TEXTO DE LECTURA
......
En la gran escena del teatro político mexicano, el expresidente Felipe Calderón emerge una vez más, esta vez no como el comandante de la “guerra contra el narcotráfico”, sino como un actor que asegura desconocer la otra cara de uno de sus colaboradores más cercanos. El hombre al que llamó su “brazo derecho”, Genaro García Luna, hoy cae bajo el peso de las acusaciones que lo vinculan con el narcotráfico. Pero Calderón, con la habilidad de un orador experimentado, se presenta ajeno a todo. Alega que sólo conoció la faceta profesional de García Luna, el hombre que dirigía su lucha contra el crimen organizado, y que jamás recibió una sola evidencia que sugiriera su complicidad con los cárteles.
Es una defensa que evoca imágenes de Pilatos lavándose las manos, buscando librarse de la culpa. El expresidente afirma que, durante su mandato, no hubo señales, ni informes, ni testimonios que levantaran la sospecha sobre su secretario de Seguridad Pública. El lado oscuro de García Luna, según Calderón, se le ocultó, como si ambos habitasen mundos paralelos.
......
EXTRACTO DE DATOS
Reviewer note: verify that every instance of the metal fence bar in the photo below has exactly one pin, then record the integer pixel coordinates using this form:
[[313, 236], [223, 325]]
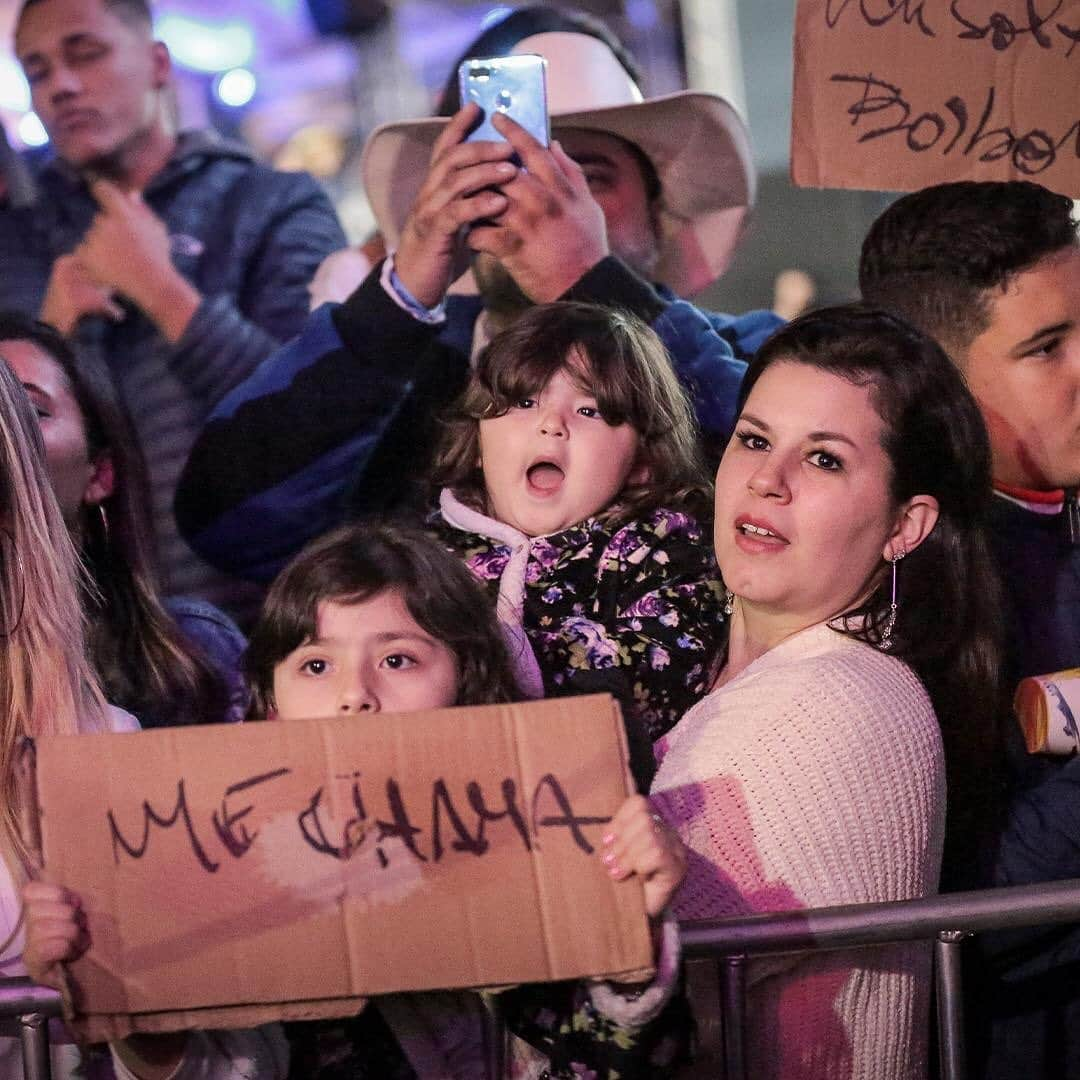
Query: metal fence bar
[[34, 1035], [732, 942], [853, 926], [733, 1012], [30, 1006], [950, 1035]]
......
INSTRUCCIONES DE LA TAREA
Reescribe todo lo que va desde "Es una defensa" hasta "habitasen mundos paralelos." en el texto sobre Calderón, cambiando "Pilatos" por "Poncio Pilato". El listado es un material independiente del texto sobre Calderón.

RESULTADO DEL EJERCICIO
Es una defensa que evoca imágenes de Poncio Pilato lavándose las manos, buscando librarse de la culpa. El expresidente afirma que, durante su mandato, no hubo señales, ni informes, ni testimonios que levantaran la sospecha sobre su secretario de Seguridad Pública. El lado oscuro de García Luna, según Calderón, se le ocultó, como si ambos habitasen mundos paralelos.